◆ **YOUR INSTRUCTIONS**:
All the data should come back exactly as it was given.

◆ **DATASET EXTRACT**:
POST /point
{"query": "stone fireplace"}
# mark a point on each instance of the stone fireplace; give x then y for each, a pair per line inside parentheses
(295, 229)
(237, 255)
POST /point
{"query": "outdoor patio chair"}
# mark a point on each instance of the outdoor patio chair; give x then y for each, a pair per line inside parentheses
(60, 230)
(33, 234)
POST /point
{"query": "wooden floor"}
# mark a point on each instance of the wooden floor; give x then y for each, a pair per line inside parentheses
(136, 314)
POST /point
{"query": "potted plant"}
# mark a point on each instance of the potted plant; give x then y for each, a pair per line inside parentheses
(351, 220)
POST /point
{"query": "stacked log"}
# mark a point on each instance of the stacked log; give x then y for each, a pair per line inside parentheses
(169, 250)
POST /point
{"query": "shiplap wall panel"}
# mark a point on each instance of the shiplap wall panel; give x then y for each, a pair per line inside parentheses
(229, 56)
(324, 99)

◆ **RESULT OF THIS EXERCISE**:
POST /point
{"query": "stone fireplace"}
# mark a point on each instance of the stone fireplace; give x then y for each, a pair per line inside parentheses
(295, 229)
(237, 255)
POST /point
{"query": "outdoor patio chair"}
# mark a point on each instance of the outdoor patio chair; give x then y for each, a pair per line inside parentheses
(60, 230)
(33, 234)
POST /point
{"query": "wooden floor"}
# mark a point on each instance of the wooden floor; give x then y for each, a pair per line inside parentheses
(136, 314)
POST /point
{"query": "potted plant"}
# mark a point on each instance of the potted plant; give x then y for each, a pair per line inside parentheses
(351, 220)
POST /point
{"query": "stacked log"}
# mark a point on each instance of the stacked log; give x then y for each, a pair per line inside parentheses
(169, 250)
POST /point
{"query": "shiplap wall panel"}
# mark a point on each instance of the shiplap wall panel; give x then y for each, a pair per line inside parentheses
(229, 56)
(324, 99)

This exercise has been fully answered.